> WHAT TO WORK ON: List every line in the records below that contains the word "yellow", copying each line in full.

> DATASET ROWS:

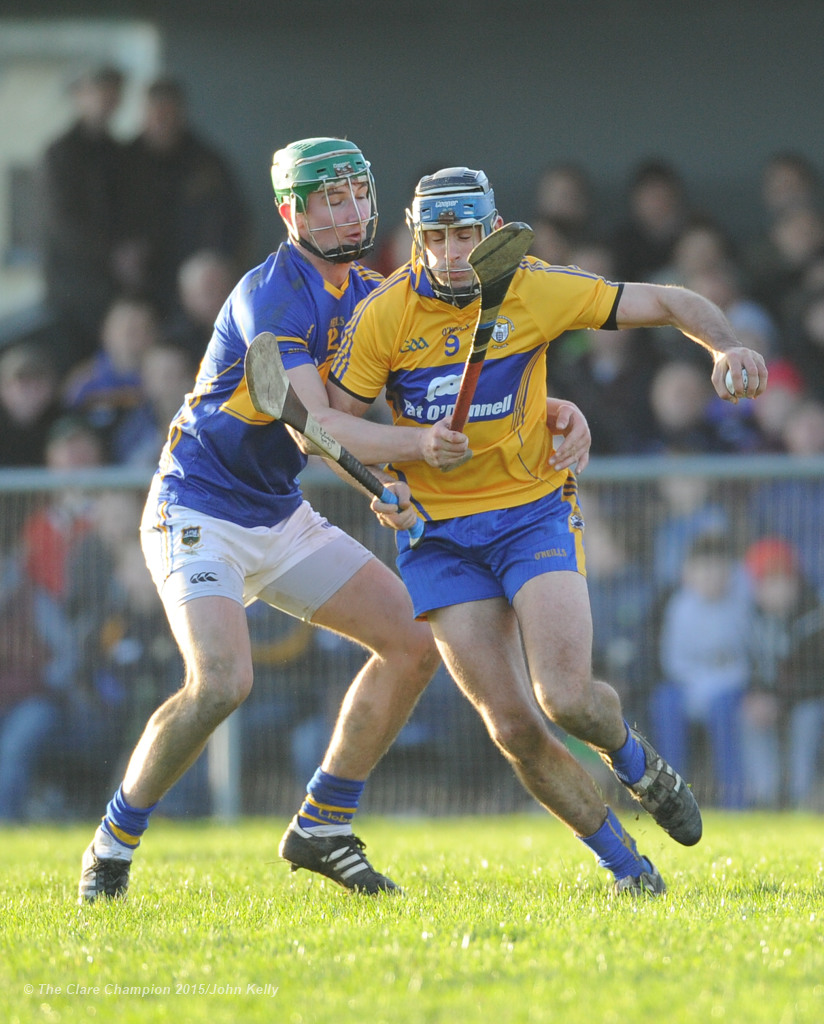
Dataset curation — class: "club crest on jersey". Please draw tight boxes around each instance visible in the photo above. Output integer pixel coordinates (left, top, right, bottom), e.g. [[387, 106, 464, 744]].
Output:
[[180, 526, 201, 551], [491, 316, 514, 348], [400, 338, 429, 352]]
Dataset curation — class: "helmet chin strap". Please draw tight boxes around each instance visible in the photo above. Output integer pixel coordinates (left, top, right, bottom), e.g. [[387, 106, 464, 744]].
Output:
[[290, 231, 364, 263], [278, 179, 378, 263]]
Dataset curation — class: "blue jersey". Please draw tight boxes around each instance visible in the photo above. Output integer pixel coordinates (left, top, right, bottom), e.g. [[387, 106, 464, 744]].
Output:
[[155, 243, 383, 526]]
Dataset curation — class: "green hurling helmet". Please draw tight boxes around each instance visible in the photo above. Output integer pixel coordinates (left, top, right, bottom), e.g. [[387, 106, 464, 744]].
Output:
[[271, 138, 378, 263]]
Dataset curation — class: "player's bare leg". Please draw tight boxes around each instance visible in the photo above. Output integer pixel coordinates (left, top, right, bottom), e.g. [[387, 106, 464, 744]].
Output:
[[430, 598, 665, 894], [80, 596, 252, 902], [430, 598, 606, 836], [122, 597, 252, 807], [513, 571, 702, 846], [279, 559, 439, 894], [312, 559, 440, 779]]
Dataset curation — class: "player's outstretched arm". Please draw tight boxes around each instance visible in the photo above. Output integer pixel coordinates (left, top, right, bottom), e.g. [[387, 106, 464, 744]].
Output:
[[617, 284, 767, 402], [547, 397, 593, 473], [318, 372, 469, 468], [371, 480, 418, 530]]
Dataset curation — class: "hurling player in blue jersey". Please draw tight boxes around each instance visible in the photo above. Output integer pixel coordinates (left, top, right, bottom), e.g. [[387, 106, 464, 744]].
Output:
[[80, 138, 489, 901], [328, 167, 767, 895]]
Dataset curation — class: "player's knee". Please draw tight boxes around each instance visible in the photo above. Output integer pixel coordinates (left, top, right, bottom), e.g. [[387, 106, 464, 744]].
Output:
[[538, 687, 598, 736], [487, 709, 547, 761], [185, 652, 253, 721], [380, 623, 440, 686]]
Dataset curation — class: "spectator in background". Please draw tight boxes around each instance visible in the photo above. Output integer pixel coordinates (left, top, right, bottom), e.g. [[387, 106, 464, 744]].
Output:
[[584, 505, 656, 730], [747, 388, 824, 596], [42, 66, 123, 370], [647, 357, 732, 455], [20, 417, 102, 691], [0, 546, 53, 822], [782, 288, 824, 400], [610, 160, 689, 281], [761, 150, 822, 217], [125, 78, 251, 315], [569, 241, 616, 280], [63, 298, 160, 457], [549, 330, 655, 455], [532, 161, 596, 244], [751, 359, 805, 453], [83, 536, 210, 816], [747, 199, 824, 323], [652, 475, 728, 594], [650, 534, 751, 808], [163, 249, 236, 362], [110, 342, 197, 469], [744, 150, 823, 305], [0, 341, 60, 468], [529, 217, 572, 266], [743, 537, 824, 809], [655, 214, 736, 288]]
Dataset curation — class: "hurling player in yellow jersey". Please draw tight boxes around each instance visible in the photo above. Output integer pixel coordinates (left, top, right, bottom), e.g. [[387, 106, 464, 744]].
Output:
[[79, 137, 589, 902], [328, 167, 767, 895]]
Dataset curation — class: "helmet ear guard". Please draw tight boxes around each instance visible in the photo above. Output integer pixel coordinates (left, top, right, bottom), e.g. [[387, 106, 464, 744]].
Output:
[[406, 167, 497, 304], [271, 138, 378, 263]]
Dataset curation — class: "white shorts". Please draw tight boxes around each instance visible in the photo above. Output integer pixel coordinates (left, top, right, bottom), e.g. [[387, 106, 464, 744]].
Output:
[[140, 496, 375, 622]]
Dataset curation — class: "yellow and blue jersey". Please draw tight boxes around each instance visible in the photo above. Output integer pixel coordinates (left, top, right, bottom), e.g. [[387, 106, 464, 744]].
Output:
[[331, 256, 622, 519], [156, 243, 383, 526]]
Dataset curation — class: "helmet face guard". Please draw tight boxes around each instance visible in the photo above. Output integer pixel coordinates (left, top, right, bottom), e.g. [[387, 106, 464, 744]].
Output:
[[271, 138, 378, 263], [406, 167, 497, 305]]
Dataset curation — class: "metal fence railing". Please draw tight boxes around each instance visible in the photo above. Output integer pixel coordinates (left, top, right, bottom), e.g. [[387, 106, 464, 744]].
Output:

> TASK OUTPUT:
Dataset curation — class: "hurling player in yellow jersey". Please draw tight boxes around each instance visible in the photo above. Output integer pixel coordinates (left, top, right, bottom), e.g. [[387, 106, 464, 744]].
Dataset curation — class: "yellow and blue jersey". Please draw tight boxes around each instance visible in the photo above. Output integer pixel coordinates (left, top, right, bottom), e.g. [[387, 106, 464, 744]].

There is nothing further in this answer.